- _Work item_: Each entry needs to be retyped exactly.

(Saved data entries)
┌──
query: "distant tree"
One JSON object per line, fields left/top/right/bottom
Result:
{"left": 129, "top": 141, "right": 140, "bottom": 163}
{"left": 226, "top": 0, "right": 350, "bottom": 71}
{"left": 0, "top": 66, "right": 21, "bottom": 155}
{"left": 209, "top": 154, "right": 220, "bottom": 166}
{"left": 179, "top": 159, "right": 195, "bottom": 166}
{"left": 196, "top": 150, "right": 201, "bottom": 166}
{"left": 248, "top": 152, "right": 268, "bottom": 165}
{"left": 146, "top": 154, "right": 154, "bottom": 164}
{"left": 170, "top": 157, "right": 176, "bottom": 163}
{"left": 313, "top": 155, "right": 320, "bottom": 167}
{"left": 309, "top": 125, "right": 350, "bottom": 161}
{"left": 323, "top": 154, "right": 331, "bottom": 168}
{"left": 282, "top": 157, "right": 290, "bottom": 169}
└──
- _Answer for this exercise_:
query: "distant tree"
One JSON object per line, fields left/top/right/bottom
Result:
{"left": 129, "top": 141, "right": 140, "bottom": 163}
{"left": 226, "top": 0, "right": 350, "bottom": 71}
{"left": 0, "top": 66, "right": 21, "bottom": 155}
{"left": 209, "top": 154, "right": 220, "bottom": 166}
{"left": 179, "top": 159, "right": 195, "bottom": 166}
{"left": 196, "top": 150, "right": 201, "bottom": 166}
{"left": 248, "top": 152, "right": 268, "bottom": 165}
{"left": 146, "top": 154, "right": 154, "bottom": 164}
{"left": 170, "top": 157, "right": 176, "bottom": 163}
{"left": 313, "top": 155, "right": 320, "bottom": 167}
{"left": 309, "top": 125, "right": 350, "bottom": 161}
{"left": 323, "top": 154, "right": 331, "bottom": 168}
{"left": 282, "top": 157, "right": 290, "bottom": 169}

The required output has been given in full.